Aim of the exercise:
Print every entry word for word, but omit the pictures.

Data to use:
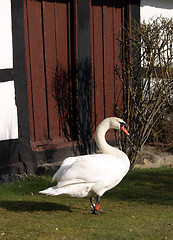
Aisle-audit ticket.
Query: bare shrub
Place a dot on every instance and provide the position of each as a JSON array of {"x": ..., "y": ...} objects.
[{"x": 146, "y": 71}]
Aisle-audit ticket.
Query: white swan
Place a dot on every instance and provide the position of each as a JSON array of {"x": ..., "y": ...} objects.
[{"x": 90, "y": 175}]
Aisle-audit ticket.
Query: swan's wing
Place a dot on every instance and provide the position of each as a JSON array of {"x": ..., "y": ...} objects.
[
  {"x": 67, "y": 163},
  {"x": 92, "y": 168}
]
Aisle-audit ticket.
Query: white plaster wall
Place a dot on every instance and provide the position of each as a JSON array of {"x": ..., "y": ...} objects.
[
  {"x": 8, "y": 109},
  {"x": 6, "y": 52},
  {"x": 8, "y": 112},
  {"x": 155, "y": 8}
]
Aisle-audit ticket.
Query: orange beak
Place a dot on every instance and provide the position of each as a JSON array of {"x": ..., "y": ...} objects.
[{"x": 124, "y": 129}]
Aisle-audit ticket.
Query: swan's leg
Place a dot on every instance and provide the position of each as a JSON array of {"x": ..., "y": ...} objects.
[
  {"x": 95, "y": 211},
  {"x": 92, "y": 202}
]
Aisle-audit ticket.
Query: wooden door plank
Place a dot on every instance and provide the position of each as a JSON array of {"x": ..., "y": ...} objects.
[
  {"x": 108, "y": 61},
  {"x": 28, "y": 72},
  {"x": 37, "y": 69},
  {"x": 50, "y": 66},
  {"x": 62, "y": 39},
  {"x": 98, "y": 91}
]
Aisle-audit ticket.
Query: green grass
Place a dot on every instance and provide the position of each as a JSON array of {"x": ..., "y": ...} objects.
[{"x": 140, "y": 207}]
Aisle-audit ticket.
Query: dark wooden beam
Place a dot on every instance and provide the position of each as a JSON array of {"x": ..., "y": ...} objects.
[{"x": 6, "y": 75}]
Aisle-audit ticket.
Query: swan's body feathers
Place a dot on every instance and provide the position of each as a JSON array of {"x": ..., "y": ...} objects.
[
  {"x": 83, "y": 175},
  {"x": 90, "y": 175}
]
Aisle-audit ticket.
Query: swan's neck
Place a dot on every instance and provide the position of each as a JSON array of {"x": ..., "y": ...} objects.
[{"x": 103, "y": 146}]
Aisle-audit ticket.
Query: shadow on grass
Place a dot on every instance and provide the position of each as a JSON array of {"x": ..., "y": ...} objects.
[
  {"x": 31, "y": 206},
  {"x": 151, "y": 186}
]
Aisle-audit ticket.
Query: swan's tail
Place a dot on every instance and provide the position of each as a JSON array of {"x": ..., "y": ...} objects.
[{"x": 53, "y": 191}]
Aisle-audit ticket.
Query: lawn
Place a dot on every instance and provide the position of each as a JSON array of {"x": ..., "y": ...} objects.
[{"x": 140, "y": 207}]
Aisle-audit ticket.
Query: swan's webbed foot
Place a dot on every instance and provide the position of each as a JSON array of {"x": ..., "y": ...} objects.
[{"x": 95, "y": 206}]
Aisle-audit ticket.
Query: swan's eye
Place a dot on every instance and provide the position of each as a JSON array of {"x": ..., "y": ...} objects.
[{"x": 123, "y": 127}]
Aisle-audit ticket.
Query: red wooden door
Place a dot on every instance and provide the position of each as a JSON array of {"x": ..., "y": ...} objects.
[
  {"x": 47, "y": 26},
  {"x": 106, "y": 19},
  {"x": 51, "y": 63}
]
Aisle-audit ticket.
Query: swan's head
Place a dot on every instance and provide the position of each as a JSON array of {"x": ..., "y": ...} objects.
[{"x": 118, "y": 123}]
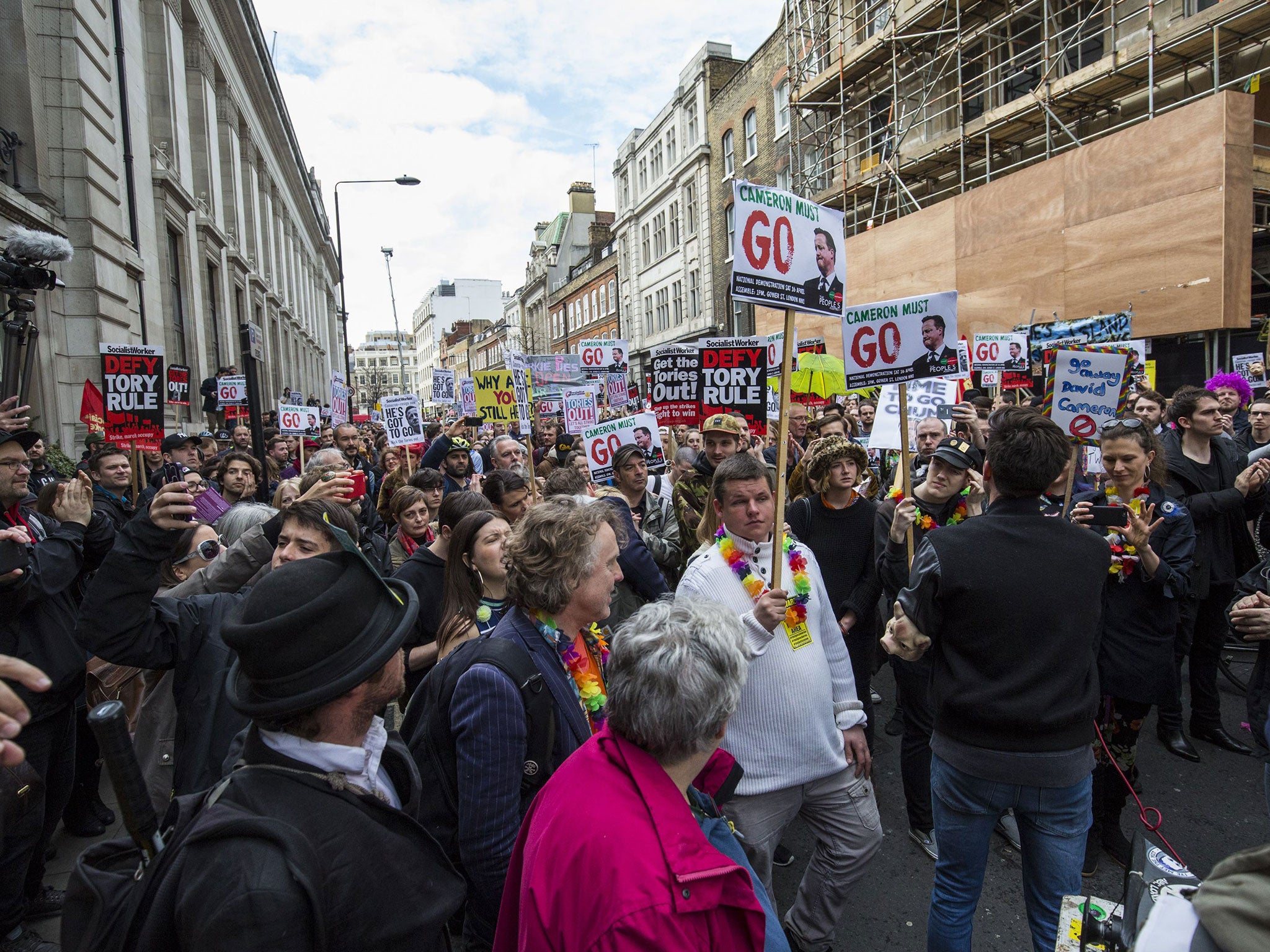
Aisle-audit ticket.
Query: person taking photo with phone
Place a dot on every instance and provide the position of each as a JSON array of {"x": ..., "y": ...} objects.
[{"x": 1152, "y": 541}]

Expected answer:
Aisle-audit ticket.
Query: bare shrub
Place a dot on every instance and provide the position of each as a JSON array of {"x": ..., "y": ...} objects.
[{"x": 146, "y": 71}]
Aisle-audit ticket.
Query: white swan
Place a dot on every instance and provide the position of each as a JSON array of {"x": ..., "y": ...} objects.
[{"x": 90, "y": 175}]
Aisle-audit ticket.
Query: swan's wing
Place a dot on every instance and provide the position of each as a JSON array of {"x": ..., "y": ...} objects.
[
  {"x": 67, "y": 163},
  {"x": 92, "y": 168}
]
Aisle-audit ticket.
Query: white plaster wall
Place a dot on every instance and provide the position of each as a JSON array of {"x": ..., "y": ...} objects.
[
  {"x": 8, "y": 109},
  {"x": 6, "y": 52},
  {"x": 8, "y": 112},
  {"x": 155, "y": 8}
]
Aisle-audit ticket.
Query: orange beak
Place a dot on every instance and provide the position of each as a JSON array of {"x": ..., "y": ...} objects.
[{"x": 124, "y": 129}]
Aisle-audit ticket.
Query: swan's leg
Place a dot on every instance and provide the position of each as a JSON array of {"x": ..., "y": ...} objects.
[
  {"x": 95, "y": 211},
  {"x": 92, "y": 202}
]
Aisle-audit ticket.
Query: wooden door plank
Place a dot on every instance and provide the position of each as a JSON array of {"x": ..., "y": ...} objects.
[
  {"x": 108, "y": 61},
  {"x": 28, "y": 72},
  {"x": 37, "y": 69},
  {"x": 50, "y": 66},
  {"x": 62, "y": 39},
  {"x": 98, "y": 91}
]
Aisle-audit ticket.
Query: green grass
Place a dot on every instance and provide the position of each as a JSON array of {"x": ..., "y": ...} objects.
[{"x": 140, "y": 207}]
Aisle-audit ticket.
Query: dark wooden beam
Place a dot on every instance and provide the position of each as a JSON array of {"x": ..., "y": ...} objects.
[{"x": 6, "y": 75}]
Aisle-audit ticket.
Query: swan's body feathers
Place a dot on every instance and provide the position of each as a JSON array of {"x": ..., "y": ...} objects.
[
  {"x": 83, "y": 175},
  {"x": 90, "y": 175}
]
Aisle-audit ticket.
Query: swan's neck
Place a dot on every instance and provide the position of each as a JSON array of {"x": ..., "y": ...} objects.
[{"x": 103, "y": 146}]
Aisle-audit ticket.
Query: shadow on grass
Place a dot on every instance and provide the position of each as a JSON array of {"x": ..., "y": ...} objects.
[
  {"x": 31, "y": 206},
  {"x": 151, "y": 186}
]
Aisle-audit ticket.
Query: swan's tail
Place a dot on every instance and provide the position of each as a JSON array of {"x": ..., "y": ...} objects.
[{"x": 53, "y": 191}]
Aisle-audit ticket.
Query: lawn
Place a dot on every instance and provide the position of each as a JSON array of {"x": ..., "y": ...} objects.
[{"x": 140, "y": 207}]
Aisle-audit ticket.
Query: swan's webbed foot
Place a dot on every instance and provide the position of each as a JSON array of {"x": ..., "y": ...} objects.
[{"x": 95, "y": 206}]
Aisle-audit ticket.
Query: swan's eye
Place a dot on every instance and provide the position of each as a JSON array of {"x": ..., "y": ...} objects.
[{"x": 123, "y": 127}]
Aisle-audit ticket.
Query: red wooden door
Place a dot on every instance and provide the position of each as a JSON array of {"x": ..., "y": ...} objects.
[
  {"x": 47, "y": 26},
  {"x": 106, "y": 19},
  {"x": 51, "y": 63}
]
Aisle-audit ticket.
Query: swan's head
Place a dot on every instance and provide the position of each as a JSON array of {"x": ..., "y": ...} objects.
[{"x": 118, "y": 123}]
Aisle-audit ticket.
Query: person taking photo with phone
Place a dot on every instance and provide the position of each as a JSON array of {"x": ..., "y": ...} objects.
[{"x": 1152, "y": 541}]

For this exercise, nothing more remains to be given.